In the guest blog post about Judy Garland, who was her husband when she returned to Hollywood to produce the musical remake of A Star is Born?

» TEXT PASSAGE
☆ ☆ ☆

By Tom Hoover
Guest blogger and film lover
I remember getting to stay up late to watch The Wizard of Oz when I was in elementary school and being more interested in Dorothy’s friends and her dog Toto than I was of this plucky, jittery girl from Kansas whose only skill seemed to be singing mopey songs and skipping around. Years later I grew to appreciate Dorothy’s adventure with more understanding and I even grew to love that one particular “mopey song” for the masterpiece of bittersweet longing that it is.
None of that awakening would have come about if it hadn’t been for Judy Garland’s Oscar winning performance as Dorothy. She was so great in the role that generations of people have been won over to the tremendous talent that was Judy Garland solely on the strength of that singular performance. Hundreds of singers have covered “Over the Rainbow” but none have achieved the impact and reach of Judy’s interpretation. That song is forever hers. But Judy was much more than that song or that movie.
Building upon The Wizard’s huge success, Judy was kept busy with making a series of MGM musicals throughout the 1940’s. Two of her most successful films were Meet Me in St. Louis and Ziegfeld Follies. Of these two, Meet Me in St. Louis was the one that had Judy truly transitioning from a younger studio phenom to a full-fledged adult star able to carry a film and bring in the box office numbers. Meet Me in St. Louis produced some of Judy’s most beloved musical hits – “The Trolley Song,” “The Boy Next Door,” and “Have Yourself a Merry Little Christmas.” Director and future husband, Vincent Minnelli was instrumental in crafting Judy’s look and performance in the film. The picture is a wonderful tribute to Hollywood’s vision of a time gone by. Judy’s voice was never better and her new look was full of wide-eyed vitality with just the right amount of worldliness. Minnelli required the best from Judy and the results are a stunning performance from an actress almost unrecognizable from the naïve farm girl she portrayed in Wizard of Oz just a few years before. This film is my favorite among the MGM musicals with Judy in the cast.
Towards the end of the 1940’s the frantic pace of production, a series of short failed marriages, and Judy’s growing drug dependence took their heavy toll. She was hospitalized several times for exhaustion and suffered a nervous breakdown. Eventually, roles dried up and her contract with MGM was canceled. Going into the 1950’s, Judy drifted in and out of the public eye, occasionally appearing on TV variety shows. She managed to re-invent herself as a stage singer which revived her career to the point where she was appearing on stages around the world to sold out crowds. After a particularly successful run in Great Britain, Judy returned to Hollywood with her then husband, Sidney Luft to independently bankroll and produce a pet project – a musical re-make of A Star is Born, a Hollywood backstage story that closely mirrored Judy’s life at that time.

☆ ☆ ☆

» AVAILABLE DATA
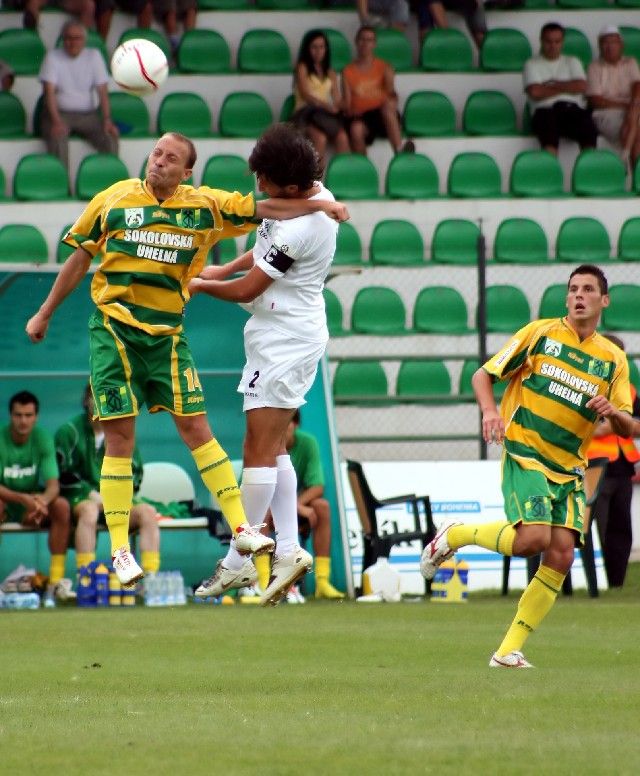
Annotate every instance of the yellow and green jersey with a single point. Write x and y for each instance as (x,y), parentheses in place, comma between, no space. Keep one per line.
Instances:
(552,375)
(149,251)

☆ ☆ ☆

» OUTPUT
Sidney Luft